Pointing and labeling material -
============
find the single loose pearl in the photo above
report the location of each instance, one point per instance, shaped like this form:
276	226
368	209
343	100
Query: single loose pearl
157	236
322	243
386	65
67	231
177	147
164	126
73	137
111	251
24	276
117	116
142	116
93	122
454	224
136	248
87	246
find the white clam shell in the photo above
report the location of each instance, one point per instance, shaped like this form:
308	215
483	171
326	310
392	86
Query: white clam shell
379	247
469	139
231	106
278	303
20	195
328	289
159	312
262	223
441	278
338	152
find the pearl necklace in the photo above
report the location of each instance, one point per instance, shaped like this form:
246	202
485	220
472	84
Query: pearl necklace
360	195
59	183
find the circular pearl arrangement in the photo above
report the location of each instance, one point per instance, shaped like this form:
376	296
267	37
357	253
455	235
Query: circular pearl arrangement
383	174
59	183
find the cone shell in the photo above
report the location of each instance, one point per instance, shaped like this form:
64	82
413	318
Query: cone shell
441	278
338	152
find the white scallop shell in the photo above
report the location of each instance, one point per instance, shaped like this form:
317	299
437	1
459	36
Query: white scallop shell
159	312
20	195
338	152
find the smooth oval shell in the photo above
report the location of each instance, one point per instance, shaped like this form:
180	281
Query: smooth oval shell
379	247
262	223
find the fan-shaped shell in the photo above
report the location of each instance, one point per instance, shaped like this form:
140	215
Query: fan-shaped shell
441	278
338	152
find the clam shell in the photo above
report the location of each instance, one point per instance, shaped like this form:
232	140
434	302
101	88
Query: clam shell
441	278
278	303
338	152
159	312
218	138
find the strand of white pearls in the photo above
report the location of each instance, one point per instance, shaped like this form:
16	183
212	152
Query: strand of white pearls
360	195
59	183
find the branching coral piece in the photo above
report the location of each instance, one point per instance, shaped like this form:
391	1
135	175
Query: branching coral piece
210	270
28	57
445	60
============
Exercise objective - Rewrite the material above with "location" switched to "position" wherever it appears, leaving everything else unchanged.

Correct output -
find the single loose pearl in the photo above
report the position of each instance, one point per instance, shaped like this form:
276	226
368	209
343	100
Query: single loose pearl
157	236
322	243
386	65
67	231
177	147
164	126
73	137
111	251
24	276
117	116
142	116
93	122
454	224
136	248
87	246
find the white clam shell in the photo above
report the position of each instance, one point per instance, shaped like this form:
308	215
483	171
326	310
392	86
Query: white clam shell
379	247
469	139
231	106
278	303
20	195
328	289
159	312
262	223
441	278
338	152
find the pearl necklace in the photo above
report the position of each instance, one point per instance, shaped like this form:
246	202
485	220
472	84
Query: pearl necklace
360	195
59	183
find the circular pearl arrangement in the photo above
report the position of each instance, one point per instance, shaped like this form:
376	296
267	37
357	253
455	235
Query: circular pearl arrangement
383	174
59	183
find the cone shell in the photo above
report the position of each instance, one point per instance, shaped like this form:
64	82
413	318
Query: cone shell
441	278
338	152
find the white scallop shell in the photo above
report the position of each instance, one point per instance, shaped like this form:
317	299
437	1
459	36
Query: white scallop shell
159	312
20	195
338	152
find the smooth oval shell in the photo above
report the position of each instance, one point per instance, shaped like this form:
180	281
Query: smooth oval shell
379	247
262	223
find the fan-shaped shell in the photo above
report the position of each instance, one point per instance, shaped like this form:
140	215
Query: fan-shaped shell
441	278
338	152
find the clam shell in the photo above
report the position of each instance, one point per instance, shaped like this form:
232	140
434	302
101	88
Query: clam shell
441	278
278	303
338	152
159	312
218	138
find the strand of white pearls in the photo above
report the position of each instance, one point per instance, shaped like this form:
16	183
212	152
Query: strand of white pearls
360	195
59	183
find the branching coral piece in the photo above
report the position of each instance, one point per instance, shaped like this form:
391	1
135	175
Query: branching coral piece
210	270
28	57
445	60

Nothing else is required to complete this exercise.